## What is needed
Pick out every line in the entries below that contains the string "dirt". Case counts.

## Data section
──────────────────────────────

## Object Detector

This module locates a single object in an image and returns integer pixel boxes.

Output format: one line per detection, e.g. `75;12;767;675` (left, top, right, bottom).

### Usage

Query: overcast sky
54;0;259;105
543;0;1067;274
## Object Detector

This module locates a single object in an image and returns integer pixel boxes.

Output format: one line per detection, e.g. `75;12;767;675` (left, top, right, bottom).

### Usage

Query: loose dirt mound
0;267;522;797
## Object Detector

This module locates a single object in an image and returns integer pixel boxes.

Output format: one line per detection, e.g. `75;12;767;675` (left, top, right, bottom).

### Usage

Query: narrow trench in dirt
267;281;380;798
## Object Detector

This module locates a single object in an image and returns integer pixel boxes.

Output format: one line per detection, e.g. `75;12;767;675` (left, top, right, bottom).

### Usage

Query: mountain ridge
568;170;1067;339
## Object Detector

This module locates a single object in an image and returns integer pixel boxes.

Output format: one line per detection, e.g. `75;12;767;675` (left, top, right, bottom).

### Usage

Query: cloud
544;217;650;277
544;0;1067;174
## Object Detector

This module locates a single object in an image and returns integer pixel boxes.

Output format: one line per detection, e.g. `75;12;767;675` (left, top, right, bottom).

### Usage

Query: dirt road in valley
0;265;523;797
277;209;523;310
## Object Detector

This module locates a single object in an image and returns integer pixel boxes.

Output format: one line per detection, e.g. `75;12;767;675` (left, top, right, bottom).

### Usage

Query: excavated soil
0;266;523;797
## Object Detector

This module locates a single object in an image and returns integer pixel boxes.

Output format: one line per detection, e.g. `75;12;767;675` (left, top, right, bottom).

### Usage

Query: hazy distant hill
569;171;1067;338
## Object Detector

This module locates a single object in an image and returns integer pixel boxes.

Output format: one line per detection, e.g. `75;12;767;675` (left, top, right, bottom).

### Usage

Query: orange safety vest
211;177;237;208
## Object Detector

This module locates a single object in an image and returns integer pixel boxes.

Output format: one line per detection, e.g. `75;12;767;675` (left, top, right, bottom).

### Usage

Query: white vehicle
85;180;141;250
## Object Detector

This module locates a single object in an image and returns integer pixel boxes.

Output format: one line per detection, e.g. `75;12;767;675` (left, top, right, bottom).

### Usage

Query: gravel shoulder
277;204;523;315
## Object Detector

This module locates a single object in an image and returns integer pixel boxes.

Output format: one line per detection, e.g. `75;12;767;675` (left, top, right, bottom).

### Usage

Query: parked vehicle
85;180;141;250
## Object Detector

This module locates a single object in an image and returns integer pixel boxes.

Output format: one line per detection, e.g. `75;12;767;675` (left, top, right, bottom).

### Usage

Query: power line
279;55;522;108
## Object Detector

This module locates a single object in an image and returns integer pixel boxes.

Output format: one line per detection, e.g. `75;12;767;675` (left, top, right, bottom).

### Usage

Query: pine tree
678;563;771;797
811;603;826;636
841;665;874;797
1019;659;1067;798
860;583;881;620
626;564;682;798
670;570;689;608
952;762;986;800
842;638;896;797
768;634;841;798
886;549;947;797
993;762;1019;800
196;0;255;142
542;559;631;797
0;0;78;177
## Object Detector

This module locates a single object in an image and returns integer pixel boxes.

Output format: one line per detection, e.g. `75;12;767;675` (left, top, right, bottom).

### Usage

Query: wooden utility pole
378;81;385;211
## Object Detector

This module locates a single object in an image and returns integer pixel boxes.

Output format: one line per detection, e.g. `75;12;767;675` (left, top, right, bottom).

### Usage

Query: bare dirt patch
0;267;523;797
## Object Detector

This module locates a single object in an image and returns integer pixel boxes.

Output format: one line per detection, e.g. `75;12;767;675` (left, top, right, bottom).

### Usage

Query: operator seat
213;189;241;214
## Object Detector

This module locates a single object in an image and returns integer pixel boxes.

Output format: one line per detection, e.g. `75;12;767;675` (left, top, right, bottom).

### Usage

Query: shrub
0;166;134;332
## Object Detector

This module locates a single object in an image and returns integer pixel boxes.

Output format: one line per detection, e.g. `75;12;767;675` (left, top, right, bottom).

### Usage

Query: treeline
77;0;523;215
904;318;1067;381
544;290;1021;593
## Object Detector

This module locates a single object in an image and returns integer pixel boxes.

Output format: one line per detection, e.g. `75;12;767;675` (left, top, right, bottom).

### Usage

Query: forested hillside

──────────────────────────────

## The answer
Query: loose dirt mound
Query: narrow trench in dirt
Query: dirt road in valley
Query: bare dirt patch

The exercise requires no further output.